DOCUMENT EXTRACT:
= = =
Jimmy Wallace

Personal information
- Full name: James Wallace
- Date of birth: 13 December 1937
- Place of birth: Birkenhead, England
- Date of death: 22 March 2007 (aged 69)
- Place of death: Stoke-on-Trent
- Position: Left winger

Senior career*
- Years: Team / Apps / (Gls)
- 1955–1960: Stoke City / 8 / (1)
- 1960–1962: Northwich Victoria
- 1962–1963: Doncaster Rovers / 14 / (1)
- 1963–1966: Stafford Rangers
- Total:  / 22 / (2)

Managerial career
- 1980-1981: Nantwich Town
- 1981–1984: Leek Town
- 1997-2000: Kidsgrove Athletic
- 2000–2004: Newcastle Town

= Jimmy Wallace =

English footballer and manager

James Wallace (13 December 1937 – 22 March 2007) was an English footballer who played in the Football League for Doncaster Rovers and Stoke City.
= = =
DATASET CONTENT:
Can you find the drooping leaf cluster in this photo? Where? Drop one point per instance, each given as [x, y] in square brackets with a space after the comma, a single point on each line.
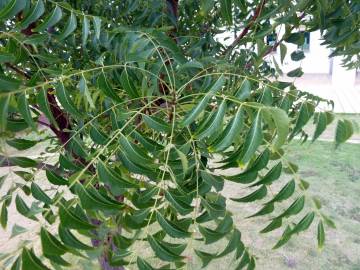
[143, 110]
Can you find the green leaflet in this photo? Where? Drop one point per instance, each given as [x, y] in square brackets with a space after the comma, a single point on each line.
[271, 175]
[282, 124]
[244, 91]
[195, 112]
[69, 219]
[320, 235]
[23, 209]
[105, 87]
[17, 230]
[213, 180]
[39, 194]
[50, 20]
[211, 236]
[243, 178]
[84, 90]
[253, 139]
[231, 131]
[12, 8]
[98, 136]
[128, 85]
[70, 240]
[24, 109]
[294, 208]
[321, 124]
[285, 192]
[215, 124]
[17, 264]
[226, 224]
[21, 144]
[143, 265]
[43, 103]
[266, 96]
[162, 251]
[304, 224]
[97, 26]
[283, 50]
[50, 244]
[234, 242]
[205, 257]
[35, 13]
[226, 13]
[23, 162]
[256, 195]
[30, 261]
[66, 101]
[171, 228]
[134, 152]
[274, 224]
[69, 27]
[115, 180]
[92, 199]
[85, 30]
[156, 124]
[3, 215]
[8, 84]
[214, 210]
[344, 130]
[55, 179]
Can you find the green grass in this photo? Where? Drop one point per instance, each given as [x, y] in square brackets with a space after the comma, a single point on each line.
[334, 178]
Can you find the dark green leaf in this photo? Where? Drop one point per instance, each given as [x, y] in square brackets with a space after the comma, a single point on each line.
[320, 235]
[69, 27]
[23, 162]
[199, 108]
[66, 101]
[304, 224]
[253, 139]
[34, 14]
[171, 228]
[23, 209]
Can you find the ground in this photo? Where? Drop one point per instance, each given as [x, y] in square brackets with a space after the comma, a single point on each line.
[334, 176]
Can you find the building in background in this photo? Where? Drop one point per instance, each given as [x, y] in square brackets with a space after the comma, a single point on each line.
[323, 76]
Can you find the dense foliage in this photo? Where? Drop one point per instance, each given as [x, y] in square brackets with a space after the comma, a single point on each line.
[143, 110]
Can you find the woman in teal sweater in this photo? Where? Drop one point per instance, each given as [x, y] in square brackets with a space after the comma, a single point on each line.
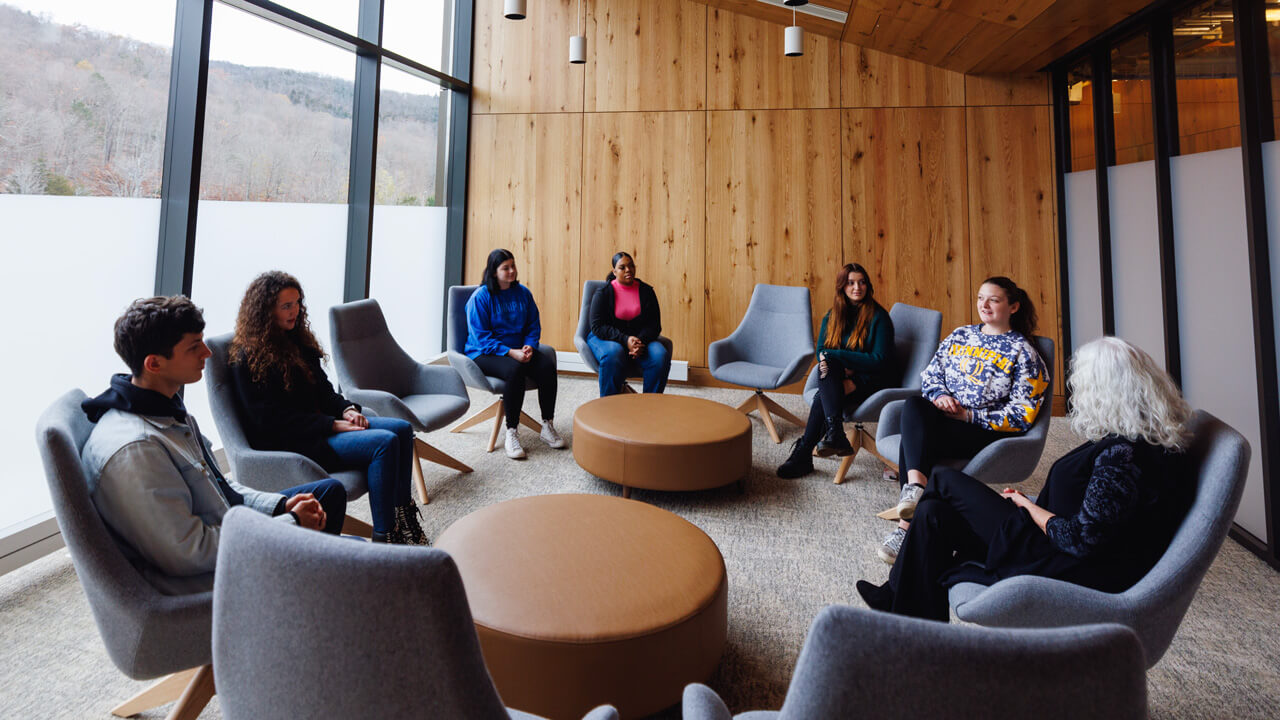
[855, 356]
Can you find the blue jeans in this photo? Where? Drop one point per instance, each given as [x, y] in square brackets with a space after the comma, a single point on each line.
= = =
GIVEN EXERCISE A:
Answer these from the Jimmy Wallace profile:
(i) Where was Wallace born?
(ii) Which club did he manage from 1981 to 1984?
(iii) How many appearances did he make for Doncaster Rovers?
GIVEN EXERCISE B:
Transcribe part of the Jimmy Wallace profile, beginning at the words "English footballer and" and stopping after the words "and Stoke City.".
Answer using only the text about Jimmy Wallace, not the records.

OUTPUT A:
(i) Birkenhead, England
(ii) Leek Town
(iii) 14

OUTPUT B:
English footballer and manager

James Wallace (13 December 1937 – 22 March 2007) was an English footballer who played in the Football League for Doncaster Rovers and Stoke City.